◆ Document extract ◆

>> begin

This statistic counts the number of FLACs for which this correspondence between PERFORMER and ALBUM tags is not true: the fix is to re-tag your FLACs and perform a fresh integrity check.
Axiom 2 states that the ARTIST tag is used to store the name of the composer of a recorded piece and that the COMPOSER tag will store exactly the same information. Duplicating data in this way is not ideal but is done to assuage the music player gods: some of them display “ARTIST”, some display “COMPOSER” and some expose both: it's therefore a good idea to have identical information in both tags so that your music is accessible in a variety of music players.
This statistic therefore simply counts the number of tracks for which the ARTIST and COMPOSER equivalence is not true: the fix is, as usual, to re-tag your files and perform a fresh integrity check.
Unusually, we now come to a Niente Statistic which is not mandated by the Axioms of Classical Music Tagging! When you rip music from a standard CD, it will conform to the Red Book standard for CD Audio, meaning that it will consist of one sample created ever 1/44,100th of a second and with each sample having one of 65,536 possible values. That's a 16-bit number, so we say that standard CD Audio is a 16-bit value, sampled at 44,100Hz. SACD audio is likely to be a 24-bit value sampled at 88,200Hz. Even higher resolution audio might be produced as 24-bit values sampled at 192,000Hz: it remains the case (at the time of writing, at least) that no-one is selling audiophiles 32-bit audio samples! The point is that we expect “ordinary” audio to be 16-bit and 44.1KHz (or sometimes 48KHz); we similarly expect 24-bit audio to be 48KHz or higher. If we encounter a 192KHz FLAC at 16-bit, or a 24-bit FLAC at 44.1KHz, something would appear to be a bit 'off'!

>> end

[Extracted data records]
>> begin

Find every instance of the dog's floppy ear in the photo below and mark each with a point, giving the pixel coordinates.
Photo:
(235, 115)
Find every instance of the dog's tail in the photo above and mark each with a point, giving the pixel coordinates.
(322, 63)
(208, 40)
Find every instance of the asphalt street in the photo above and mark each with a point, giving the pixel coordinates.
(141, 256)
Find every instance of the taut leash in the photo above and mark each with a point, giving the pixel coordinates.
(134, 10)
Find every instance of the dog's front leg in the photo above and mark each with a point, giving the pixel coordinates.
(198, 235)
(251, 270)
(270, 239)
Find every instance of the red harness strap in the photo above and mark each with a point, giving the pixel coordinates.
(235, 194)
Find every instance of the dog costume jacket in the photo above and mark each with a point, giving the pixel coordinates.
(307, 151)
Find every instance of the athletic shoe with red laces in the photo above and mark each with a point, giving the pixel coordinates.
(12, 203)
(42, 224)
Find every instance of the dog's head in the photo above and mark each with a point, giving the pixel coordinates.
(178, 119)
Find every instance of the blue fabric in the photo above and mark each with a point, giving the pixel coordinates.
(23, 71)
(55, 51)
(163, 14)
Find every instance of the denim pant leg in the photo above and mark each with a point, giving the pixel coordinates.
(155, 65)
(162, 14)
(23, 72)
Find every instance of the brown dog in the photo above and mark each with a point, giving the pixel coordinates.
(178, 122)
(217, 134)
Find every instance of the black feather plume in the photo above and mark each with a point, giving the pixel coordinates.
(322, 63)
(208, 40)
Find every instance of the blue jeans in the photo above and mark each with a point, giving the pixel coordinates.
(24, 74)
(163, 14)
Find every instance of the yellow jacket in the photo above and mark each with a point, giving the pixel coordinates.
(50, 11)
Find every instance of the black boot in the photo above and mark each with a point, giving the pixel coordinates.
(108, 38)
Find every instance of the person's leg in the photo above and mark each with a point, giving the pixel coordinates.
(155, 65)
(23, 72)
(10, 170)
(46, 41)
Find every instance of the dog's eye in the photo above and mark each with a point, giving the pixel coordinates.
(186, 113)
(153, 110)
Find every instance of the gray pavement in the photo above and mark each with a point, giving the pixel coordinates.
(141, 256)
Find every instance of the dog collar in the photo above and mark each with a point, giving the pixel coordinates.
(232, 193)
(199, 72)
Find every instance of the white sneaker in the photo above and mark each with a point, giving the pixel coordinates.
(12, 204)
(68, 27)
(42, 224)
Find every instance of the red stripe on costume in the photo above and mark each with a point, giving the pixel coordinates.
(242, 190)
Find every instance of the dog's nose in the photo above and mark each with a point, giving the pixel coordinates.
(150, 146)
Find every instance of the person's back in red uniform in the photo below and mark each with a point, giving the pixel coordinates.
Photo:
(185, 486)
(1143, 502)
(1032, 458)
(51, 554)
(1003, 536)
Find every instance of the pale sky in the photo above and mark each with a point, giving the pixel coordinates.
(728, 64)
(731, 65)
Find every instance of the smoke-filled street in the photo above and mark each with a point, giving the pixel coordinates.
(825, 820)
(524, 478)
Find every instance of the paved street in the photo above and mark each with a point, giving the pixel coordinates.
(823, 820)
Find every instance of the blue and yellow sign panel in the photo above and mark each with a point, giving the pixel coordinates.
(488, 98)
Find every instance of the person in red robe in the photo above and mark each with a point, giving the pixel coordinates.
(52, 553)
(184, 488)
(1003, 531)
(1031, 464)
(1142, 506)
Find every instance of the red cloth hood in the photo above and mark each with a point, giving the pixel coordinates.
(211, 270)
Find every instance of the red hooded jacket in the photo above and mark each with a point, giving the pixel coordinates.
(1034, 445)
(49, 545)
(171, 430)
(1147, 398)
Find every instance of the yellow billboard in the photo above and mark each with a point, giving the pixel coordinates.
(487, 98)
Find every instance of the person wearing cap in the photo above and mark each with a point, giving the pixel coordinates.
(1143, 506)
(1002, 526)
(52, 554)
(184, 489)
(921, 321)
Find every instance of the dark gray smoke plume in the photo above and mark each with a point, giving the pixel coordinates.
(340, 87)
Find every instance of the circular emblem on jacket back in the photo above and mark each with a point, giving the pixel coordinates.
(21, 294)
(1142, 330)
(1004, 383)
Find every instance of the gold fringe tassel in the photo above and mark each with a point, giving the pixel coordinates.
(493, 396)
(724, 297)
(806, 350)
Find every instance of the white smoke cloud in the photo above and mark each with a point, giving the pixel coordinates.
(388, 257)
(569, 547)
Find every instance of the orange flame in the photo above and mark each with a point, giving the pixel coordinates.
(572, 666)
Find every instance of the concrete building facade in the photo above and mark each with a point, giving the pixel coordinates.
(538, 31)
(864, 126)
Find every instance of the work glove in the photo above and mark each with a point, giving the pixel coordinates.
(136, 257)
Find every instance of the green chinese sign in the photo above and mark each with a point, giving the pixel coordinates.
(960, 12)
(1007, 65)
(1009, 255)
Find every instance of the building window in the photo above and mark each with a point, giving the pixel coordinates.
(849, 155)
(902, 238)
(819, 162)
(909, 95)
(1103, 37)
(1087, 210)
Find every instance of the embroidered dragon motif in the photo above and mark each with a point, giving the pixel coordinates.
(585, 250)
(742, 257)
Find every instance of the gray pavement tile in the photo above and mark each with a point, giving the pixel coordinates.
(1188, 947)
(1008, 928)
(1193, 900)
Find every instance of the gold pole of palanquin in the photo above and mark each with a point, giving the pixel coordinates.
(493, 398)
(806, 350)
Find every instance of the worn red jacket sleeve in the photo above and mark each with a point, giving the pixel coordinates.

>> end

◆ Work to complete ◆
a. Answer these about the FLAC tagging text:
(i) Under Axiom 2, which two tags should hold identical information about the composer?
(ii) How many possible values can each sample of standard CD Audio have?
(iii) At what bit depth and sample rate is SACD audio likely to be?
b. Which lines of the listing contain the word "plume"? Extract each of them.
The FLAC tagging text and the listing come from unrelated sources.

◆ Exercise answers ◆
a.
(i) ARTIST and COMPOSER
(ii) 65,536
(iii) 24-bit, sampled at 88,200Hz

b.
Find every instance of the black feather plume in the photo above and mark each with a point, giving the pixel coordinates.
Find every instance of the dark gray smoke plume in the photo above and mark each with a point, giving the pixel coordinates.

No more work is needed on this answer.